EXERCISE TASK |
Report each line below that contains the string "Target" and copy every such line in full.

RECORDS SUPPLIED |

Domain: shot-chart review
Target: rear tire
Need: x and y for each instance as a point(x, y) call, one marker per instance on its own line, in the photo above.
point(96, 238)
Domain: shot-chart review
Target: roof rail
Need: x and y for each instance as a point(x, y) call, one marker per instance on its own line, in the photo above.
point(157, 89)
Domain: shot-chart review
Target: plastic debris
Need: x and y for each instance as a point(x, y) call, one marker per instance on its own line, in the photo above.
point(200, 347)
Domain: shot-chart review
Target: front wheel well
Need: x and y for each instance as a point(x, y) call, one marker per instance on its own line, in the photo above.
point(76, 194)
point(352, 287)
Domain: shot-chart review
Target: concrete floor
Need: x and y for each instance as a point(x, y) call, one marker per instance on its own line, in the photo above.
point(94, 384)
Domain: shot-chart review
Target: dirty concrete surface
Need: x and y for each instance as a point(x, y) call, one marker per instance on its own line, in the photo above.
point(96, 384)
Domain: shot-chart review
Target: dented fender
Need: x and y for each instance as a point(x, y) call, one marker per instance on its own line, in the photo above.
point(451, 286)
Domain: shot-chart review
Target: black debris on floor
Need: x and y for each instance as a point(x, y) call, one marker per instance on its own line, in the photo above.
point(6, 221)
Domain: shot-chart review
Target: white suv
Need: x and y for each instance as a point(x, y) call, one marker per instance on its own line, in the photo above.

...

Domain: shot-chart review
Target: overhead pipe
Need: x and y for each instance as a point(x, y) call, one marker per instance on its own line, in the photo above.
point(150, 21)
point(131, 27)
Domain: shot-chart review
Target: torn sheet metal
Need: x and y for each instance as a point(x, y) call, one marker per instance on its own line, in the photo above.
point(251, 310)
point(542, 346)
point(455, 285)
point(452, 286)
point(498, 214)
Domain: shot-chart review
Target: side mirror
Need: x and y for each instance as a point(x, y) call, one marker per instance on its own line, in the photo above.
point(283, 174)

OUTPUT BELOW |
Target: rear tire
Target: roof rail
Target: plastic debris
Target: front wheel well
Target: concrete floor
Target: dirty concrete surface
Target: dented fender
Target: black debris on floor
Target: white suv
Target: overhead pipe
Target: torn sheet metal
Target: side mirror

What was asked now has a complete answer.